_What is required:_
Say how many lines of the entries below include "background", giving nothing but that number.

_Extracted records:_
+--
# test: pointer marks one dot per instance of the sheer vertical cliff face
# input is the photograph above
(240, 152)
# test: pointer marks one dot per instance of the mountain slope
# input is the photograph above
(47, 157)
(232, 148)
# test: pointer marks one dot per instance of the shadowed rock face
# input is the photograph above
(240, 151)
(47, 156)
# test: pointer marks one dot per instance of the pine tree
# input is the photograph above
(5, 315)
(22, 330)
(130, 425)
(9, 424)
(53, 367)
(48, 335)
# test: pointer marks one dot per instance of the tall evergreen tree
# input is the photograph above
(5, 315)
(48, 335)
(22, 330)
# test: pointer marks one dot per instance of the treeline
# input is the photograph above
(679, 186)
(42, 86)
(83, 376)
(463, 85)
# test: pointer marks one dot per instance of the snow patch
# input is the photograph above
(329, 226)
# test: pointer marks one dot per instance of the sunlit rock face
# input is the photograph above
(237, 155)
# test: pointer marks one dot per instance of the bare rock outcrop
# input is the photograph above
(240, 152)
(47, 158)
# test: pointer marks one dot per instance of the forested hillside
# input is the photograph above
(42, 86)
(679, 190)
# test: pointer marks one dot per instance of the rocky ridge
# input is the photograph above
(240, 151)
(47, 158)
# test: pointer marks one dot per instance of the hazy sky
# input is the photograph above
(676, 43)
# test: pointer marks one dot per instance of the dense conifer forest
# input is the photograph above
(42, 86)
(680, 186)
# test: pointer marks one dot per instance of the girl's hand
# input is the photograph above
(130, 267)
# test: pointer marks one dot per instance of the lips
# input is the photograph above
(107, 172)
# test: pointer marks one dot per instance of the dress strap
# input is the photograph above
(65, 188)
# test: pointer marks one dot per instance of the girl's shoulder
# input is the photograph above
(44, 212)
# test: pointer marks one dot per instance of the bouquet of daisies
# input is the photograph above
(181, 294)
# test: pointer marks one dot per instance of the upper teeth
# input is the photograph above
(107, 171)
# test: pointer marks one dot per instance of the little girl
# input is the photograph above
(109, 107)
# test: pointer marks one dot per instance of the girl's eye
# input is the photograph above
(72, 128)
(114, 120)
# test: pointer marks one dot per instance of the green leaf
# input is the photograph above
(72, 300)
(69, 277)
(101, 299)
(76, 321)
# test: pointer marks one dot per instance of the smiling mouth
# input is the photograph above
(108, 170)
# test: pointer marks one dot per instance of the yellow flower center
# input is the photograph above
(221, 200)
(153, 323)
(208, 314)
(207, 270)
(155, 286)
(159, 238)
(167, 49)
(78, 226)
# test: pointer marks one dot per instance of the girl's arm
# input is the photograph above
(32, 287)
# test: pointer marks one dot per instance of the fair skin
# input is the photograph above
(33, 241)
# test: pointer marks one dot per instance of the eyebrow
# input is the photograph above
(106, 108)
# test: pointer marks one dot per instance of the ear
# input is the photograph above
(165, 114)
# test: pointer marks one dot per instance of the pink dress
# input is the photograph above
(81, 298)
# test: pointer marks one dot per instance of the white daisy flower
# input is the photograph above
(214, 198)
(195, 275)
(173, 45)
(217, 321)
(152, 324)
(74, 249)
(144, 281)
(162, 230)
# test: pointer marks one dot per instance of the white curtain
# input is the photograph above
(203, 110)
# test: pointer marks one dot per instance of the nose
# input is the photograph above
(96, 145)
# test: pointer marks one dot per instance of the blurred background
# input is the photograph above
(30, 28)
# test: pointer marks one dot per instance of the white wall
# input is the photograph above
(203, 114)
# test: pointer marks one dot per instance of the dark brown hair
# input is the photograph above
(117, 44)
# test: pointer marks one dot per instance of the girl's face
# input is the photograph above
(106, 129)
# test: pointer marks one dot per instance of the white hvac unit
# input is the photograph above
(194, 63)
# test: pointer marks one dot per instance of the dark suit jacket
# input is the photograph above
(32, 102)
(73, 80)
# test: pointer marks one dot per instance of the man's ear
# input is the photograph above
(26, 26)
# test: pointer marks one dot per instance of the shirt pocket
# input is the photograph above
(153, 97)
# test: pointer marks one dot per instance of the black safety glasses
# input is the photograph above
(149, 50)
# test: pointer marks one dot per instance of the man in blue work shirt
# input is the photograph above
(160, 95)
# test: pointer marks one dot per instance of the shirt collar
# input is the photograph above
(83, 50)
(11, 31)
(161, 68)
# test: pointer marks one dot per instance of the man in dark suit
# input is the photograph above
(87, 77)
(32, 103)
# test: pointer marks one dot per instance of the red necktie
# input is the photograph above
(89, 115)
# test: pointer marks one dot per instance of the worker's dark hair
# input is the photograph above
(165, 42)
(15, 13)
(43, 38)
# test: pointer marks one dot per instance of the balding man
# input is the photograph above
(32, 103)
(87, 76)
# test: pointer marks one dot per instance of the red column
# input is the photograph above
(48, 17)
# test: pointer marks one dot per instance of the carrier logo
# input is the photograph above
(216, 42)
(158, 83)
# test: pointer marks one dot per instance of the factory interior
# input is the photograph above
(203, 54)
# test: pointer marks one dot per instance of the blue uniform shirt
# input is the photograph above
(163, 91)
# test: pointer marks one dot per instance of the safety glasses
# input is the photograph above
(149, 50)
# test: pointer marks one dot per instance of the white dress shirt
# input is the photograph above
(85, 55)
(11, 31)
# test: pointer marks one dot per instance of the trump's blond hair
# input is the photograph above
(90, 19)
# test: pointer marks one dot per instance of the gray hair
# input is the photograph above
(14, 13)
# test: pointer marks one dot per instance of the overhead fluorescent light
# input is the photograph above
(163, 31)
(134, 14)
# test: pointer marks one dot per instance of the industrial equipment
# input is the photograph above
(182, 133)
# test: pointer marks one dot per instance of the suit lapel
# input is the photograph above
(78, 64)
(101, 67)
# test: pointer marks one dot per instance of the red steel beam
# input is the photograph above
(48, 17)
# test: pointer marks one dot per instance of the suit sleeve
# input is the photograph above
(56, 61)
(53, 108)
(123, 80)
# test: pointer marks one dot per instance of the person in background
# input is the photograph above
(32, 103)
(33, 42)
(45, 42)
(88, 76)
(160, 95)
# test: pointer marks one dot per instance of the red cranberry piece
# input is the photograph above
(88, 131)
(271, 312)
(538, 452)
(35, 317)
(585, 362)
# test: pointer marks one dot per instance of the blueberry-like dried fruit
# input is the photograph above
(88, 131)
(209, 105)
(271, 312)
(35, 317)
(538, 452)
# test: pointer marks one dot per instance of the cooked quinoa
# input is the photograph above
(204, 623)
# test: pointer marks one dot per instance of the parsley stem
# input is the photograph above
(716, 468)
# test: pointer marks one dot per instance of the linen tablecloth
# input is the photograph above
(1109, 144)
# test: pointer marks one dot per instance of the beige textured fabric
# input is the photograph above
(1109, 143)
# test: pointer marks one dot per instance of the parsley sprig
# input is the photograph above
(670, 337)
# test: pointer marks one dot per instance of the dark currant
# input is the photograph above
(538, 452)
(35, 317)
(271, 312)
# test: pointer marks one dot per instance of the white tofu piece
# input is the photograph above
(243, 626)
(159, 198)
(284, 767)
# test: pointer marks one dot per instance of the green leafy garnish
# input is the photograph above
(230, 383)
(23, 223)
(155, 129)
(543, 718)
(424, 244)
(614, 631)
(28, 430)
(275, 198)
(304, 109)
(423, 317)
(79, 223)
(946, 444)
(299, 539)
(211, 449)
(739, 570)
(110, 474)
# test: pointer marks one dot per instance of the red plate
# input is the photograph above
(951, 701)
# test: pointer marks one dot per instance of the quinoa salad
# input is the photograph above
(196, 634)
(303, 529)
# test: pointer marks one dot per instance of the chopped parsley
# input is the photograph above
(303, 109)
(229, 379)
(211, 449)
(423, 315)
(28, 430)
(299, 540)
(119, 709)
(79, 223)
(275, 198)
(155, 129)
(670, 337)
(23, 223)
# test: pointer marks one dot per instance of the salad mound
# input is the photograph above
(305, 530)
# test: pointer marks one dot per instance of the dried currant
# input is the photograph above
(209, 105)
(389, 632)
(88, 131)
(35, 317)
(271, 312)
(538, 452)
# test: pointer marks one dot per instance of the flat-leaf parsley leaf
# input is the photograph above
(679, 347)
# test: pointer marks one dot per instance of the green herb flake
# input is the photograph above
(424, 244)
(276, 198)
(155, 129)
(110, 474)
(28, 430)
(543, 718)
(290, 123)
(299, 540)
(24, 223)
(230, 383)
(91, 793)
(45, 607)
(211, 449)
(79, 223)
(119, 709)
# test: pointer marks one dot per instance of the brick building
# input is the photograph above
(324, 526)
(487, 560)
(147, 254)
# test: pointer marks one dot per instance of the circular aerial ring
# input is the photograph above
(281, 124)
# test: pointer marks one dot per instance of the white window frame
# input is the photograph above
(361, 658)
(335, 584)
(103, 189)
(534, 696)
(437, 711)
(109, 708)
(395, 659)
+--
_Answer to this exercise:_
2